══ Texte source ══

Nicole Tran Ba Vang
Fiac 2005 – + si affinité
Un événement de l’AFIAC
Commissaire d’exposition : Pascal Pique
Directeur artistique : Patrick Tarres
L’artiste était reçu chez Nelly et Jean-Pierre Boyer
« … donc je suis »
Installation vidéo, 2005 / 4 DVD intallés sur 4 colonnes disposées en carré / Durée : 3 mn
Chère Nicole,
L’occasion nous est donnée d’entretenir un petit courrier pour reparler de ce qui furent ces journées de l’AFIAC. Je ne t’écris pas à l’ombre des acacias, mais devant mon feu de cheminée !
On peut dire que c’est à l’ombre des acacias que se sont déroulées ces journées entre repas, discussions, réception des visiteurs et « siestes flashs » Je garde de toi le souvenir d’une Parisienne arrivant avec son ordinateur et me (nous ??) faisant oublier vaches, tracteur, bottes de balles, que tu as appelés « rôtis ficelés » en arrivant… pour nous proposer ton travail sur l’apparence et l’identité… Tout un programme…
Je t’embrasse et je laisse ma plume à Jean-Pierre…
Nelly
Chère Nicole,
Tout d’abord, meilleurs voeux de bonheur et de santé.
Ton travail ne nous a pas laissés indifférents ; et toi, quel souvenir gardes-tu de l’AFIAC et des Fiacois ?
A bientôt
Jean-Pierre
Paris, le 10 février 2006.
Chers Nelly et Jean-Pierre,
Ce n’est pas non plus à l’ombre des acacias, ni d’ailleurs devant un feu de cheminée que je n’ai pas que je vous écris, mais dans mon atelier, allongée sur le canapé avec, en guise de plume, mon ordinateur posé sur les cuisses pour me tenir chaud. C’est fou ce que les ordinateurs peuvent faire de nos jours. Et puis, je tiens à respecter la description que vous faites de moi !
Le canapé me permet de parer aux éventuelles attaques de « sommeils flashs » sans risque et concernant les rôtis ficelés comme des bottes de balles (ou vice versa), c’est sans doute votre métier qui m’a fait les voir ainsi…
En vous lisant, une chose incroyable m’est apparue : vous avez la même écriture ! Sans doute parce que vous portez le même nom ? Le hasard a fait que le modèle de ma photo utilisée pour l’affiche de l’AFIAC s’appelle aussi Boyer : Anne-Claire Boyer. Je vais lui demander de m’écrire pour vérifier son écriture avec la vôtre pour tirer tout cela au clair. Ou bien est-ce toi, Nelly, qui a écrit ce que Jean-Pierre te dictait, ou alors as-tu écrit en te « mettant à sa place » ?
Vous voyez, c’est une obsession chez moi, on en revient toujours à la question de l’apparence et de l’identité ! D’ailleurs Jean-Pierre avoue que mon travail ne vous a pas laissé indifférent… bien sûr, puisque vous êtes pareils !

═══

* **Consigne écrite**: Reproduisez à l'identique le passage des lettres de l'AFIAC ci-dessus en commençant par « Installation vidéo, 2005 » et en poursuivant jusqu'à « de cheminée ! ».

══ Lignes enregistrées ══

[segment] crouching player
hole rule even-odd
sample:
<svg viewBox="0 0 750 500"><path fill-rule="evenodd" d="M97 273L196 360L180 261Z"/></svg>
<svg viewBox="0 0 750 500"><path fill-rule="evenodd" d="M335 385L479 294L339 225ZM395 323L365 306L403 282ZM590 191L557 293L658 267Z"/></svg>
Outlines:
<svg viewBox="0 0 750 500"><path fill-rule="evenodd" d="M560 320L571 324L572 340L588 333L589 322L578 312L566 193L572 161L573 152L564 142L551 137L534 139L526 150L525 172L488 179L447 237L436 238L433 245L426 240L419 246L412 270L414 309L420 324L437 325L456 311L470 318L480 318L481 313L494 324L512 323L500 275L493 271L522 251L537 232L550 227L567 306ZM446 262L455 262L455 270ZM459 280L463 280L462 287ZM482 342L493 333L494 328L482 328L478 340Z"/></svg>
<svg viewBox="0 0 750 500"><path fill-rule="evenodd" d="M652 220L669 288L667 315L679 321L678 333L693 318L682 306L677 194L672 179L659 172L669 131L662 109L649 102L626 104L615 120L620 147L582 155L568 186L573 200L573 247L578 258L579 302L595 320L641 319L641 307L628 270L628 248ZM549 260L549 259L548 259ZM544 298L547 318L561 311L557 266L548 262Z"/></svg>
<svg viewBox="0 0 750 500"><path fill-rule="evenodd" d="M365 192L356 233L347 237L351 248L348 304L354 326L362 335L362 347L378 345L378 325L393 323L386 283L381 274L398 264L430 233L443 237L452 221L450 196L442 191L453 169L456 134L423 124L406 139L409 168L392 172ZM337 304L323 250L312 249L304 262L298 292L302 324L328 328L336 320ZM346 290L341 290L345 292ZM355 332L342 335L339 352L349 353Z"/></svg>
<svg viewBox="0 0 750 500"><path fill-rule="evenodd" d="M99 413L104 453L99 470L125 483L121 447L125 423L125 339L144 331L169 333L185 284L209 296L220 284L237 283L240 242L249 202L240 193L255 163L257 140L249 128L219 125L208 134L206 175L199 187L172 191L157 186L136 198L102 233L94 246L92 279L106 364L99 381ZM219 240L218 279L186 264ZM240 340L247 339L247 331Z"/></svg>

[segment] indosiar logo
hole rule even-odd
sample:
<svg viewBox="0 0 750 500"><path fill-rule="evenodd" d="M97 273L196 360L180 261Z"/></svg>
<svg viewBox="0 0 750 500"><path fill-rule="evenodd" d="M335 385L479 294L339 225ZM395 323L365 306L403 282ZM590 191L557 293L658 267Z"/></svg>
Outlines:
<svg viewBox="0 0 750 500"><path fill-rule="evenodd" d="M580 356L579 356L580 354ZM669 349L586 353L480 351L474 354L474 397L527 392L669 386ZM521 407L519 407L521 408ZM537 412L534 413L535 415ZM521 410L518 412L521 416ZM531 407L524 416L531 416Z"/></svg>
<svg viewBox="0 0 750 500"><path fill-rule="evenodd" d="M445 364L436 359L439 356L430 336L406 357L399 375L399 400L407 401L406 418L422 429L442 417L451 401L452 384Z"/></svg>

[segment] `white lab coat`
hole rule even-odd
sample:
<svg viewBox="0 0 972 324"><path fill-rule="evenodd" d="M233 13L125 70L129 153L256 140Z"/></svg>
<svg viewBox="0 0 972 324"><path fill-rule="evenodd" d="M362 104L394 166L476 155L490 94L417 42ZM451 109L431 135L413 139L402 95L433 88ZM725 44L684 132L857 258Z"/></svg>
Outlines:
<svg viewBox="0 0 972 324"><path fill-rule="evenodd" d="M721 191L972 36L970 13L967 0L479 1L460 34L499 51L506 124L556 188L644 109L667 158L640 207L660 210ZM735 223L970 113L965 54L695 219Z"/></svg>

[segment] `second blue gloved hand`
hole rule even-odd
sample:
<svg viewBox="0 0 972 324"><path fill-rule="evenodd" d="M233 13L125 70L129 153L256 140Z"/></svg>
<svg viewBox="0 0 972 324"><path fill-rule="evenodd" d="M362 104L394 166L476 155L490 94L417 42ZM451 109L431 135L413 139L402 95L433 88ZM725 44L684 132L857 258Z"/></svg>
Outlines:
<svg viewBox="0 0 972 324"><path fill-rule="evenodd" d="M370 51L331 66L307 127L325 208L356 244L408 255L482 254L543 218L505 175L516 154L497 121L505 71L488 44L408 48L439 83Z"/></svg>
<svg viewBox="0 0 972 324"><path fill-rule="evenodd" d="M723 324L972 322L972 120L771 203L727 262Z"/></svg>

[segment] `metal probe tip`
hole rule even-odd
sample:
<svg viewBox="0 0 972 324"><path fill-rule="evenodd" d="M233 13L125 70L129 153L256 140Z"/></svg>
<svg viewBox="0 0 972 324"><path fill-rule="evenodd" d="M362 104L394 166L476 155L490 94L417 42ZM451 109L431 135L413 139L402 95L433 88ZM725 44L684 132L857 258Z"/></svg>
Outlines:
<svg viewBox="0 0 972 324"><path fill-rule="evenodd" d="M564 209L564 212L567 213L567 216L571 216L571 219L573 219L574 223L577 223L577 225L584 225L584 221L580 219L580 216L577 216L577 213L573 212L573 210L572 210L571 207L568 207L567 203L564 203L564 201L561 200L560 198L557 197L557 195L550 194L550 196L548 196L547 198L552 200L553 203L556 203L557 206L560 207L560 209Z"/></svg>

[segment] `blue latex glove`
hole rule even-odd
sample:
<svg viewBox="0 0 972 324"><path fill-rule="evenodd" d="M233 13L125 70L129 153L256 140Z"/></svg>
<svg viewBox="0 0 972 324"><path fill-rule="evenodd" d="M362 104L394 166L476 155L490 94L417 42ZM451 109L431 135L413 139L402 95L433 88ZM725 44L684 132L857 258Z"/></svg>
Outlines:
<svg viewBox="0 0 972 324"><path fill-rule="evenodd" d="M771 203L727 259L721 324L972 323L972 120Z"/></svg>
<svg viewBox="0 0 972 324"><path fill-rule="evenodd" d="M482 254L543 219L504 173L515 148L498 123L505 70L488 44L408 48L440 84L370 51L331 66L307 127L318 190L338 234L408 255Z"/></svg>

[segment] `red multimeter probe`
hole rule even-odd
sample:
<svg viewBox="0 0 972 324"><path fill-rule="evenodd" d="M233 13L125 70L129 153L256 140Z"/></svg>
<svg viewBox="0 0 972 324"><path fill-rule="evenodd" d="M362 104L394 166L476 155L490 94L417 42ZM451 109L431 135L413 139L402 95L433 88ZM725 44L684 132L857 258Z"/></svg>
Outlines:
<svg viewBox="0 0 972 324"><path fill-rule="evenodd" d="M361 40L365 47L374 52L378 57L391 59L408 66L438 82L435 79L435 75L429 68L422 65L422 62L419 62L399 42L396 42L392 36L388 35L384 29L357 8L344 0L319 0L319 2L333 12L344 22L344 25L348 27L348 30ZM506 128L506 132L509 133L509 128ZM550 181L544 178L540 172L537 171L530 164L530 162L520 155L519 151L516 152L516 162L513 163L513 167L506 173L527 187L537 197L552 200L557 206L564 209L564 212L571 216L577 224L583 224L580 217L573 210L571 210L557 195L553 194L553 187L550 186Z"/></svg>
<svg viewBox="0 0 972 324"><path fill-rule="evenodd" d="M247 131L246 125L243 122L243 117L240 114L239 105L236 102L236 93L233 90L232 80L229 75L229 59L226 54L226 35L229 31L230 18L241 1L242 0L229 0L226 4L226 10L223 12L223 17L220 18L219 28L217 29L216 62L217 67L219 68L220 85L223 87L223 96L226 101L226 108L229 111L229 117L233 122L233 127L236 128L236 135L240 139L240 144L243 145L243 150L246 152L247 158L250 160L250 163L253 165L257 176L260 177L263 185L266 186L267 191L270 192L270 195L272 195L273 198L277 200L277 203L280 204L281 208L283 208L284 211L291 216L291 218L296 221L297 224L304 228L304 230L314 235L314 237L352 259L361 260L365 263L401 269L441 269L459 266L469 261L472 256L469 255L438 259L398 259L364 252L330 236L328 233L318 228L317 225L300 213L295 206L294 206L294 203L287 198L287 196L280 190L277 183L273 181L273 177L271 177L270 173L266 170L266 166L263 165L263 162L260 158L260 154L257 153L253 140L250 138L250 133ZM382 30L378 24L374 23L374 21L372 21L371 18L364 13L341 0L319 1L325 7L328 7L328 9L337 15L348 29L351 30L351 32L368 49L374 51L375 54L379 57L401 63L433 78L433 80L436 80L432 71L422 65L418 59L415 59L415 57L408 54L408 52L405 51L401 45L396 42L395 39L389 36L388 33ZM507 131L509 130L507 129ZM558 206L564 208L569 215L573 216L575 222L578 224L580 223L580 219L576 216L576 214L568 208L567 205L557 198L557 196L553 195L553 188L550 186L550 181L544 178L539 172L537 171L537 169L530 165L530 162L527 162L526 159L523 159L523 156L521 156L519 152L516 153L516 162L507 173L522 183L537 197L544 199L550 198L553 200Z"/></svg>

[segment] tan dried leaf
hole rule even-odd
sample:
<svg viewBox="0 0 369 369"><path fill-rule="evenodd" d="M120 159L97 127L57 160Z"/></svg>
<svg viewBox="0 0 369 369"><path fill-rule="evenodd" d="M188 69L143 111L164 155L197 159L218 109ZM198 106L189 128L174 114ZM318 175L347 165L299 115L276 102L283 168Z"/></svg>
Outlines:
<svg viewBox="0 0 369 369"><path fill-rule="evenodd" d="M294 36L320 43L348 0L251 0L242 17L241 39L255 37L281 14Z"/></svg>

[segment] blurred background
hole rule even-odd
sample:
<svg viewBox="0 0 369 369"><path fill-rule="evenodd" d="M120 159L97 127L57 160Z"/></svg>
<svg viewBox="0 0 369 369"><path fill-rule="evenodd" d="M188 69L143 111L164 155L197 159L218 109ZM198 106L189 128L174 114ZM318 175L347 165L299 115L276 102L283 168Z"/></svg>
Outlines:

═══

* **Corrigé de l'exercice**:
Installation vidéo, 2005 / 4 DVD intallés sur 4 colonnes disposées en carré / Durée : 3 mn
Chère Nicole,
L’occasion nous est donnée d’entretenir un petit courrier pour reparler de ce qui furent ces journées de l’AFIAC. Je ne t’écris pas à l’ombre des acacias, mais devant mon feu de cheminée !